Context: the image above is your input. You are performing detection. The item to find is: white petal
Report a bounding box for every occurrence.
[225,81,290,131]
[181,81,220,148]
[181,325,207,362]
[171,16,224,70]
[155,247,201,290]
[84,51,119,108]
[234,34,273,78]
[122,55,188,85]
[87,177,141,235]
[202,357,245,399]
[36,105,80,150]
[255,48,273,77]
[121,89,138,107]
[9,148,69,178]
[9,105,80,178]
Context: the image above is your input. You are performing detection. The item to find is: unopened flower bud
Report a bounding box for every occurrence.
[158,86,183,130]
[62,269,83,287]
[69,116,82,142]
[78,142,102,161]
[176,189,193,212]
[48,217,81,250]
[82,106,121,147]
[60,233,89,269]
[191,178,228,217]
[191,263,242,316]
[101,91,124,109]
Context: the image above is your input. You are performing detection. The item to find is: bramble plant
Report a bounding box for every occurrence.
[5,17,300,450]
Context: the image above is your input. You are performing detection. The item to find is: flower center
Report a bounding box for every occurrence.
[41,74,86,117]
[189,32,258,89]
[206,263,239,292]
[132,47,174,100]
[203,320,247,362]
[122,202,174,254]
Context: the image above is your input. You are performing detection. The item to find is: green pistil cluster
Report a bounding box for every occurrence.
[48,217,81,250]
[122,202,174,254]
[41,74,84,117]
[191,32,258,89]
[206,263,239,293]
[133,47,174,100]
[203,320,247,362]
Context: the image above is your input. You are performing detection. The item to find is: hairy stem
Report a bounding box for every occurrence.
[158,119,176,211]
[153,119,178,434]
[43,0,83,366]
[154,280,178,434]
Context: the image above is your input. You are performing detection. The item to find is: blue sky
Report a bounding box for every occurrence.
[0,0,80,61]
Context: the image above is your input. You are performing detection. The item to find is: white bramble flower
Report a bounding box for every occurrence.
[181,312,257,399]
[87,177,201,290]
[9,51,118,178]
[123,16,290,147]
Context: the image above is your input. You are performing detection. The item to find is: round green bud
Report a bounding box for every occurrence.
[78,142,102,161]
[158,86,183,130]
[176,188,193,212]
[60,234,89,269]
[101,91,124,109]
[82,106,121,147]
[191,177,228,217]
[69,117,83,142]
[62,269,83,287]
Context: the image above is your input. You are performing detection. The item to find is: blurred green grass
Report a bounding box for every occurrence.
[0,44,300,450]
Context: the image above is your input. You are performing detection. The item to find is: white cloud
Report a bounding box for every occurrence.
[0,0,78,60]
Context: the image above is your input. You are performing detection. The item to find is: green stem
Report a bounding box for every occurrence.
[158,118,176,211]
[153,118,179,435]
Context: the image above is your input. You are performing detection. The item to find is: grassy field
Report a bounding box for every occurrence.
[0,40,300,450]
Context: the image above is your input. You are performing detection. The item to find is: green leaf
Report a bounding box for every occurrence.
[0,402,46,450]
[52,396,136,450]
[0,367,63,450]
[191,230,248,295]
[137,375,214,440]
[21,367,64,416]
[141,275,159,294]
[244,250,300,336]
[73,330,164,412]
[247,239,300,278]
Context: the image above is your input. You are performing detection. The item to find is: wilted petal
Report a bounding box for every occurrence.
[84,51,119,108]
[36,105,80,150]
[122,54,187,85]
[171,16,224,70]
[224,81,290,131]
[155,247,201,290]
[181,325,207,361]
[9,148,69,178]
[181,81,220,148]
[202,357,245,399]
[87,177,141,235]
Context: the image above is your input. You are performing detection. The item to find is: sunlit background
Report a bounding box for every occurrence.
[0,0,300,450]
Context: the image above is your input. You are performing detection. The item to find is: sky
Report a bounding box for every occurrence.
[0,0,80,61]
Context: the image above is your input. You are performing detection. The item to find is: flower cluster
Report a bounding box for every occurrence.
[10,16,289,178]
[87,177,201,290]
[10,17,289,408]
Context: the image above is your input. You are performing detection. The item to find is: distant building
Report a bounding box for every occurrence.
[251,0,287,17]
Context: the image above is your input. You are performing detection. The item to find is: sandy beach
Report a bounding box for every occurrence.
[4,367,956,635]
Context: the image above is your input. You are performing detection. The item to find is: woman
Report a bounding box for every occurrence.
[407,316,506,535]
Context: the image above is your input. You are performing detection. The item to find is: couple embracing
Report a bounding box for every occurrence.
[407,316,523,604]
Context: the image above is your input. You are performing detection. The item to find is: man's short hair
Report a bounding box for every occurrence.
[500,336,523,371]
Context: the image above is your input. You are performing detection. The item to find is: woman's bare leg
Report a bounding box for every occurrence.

········

Swap "every occurrence" for "each instance" in the lines starting at the one containing "man's short hair" and ending at the last line. Give back only those lines, with nothing else changed.

Context: the image above is your input. You are performing detection. The item to find is: man's short hair
Report a bounding box for each instance.
[500,336,523,371]
Context: the image above is your input. You are performing detection. The item to find is: woman's bare leg
Report a bounding box for each instance.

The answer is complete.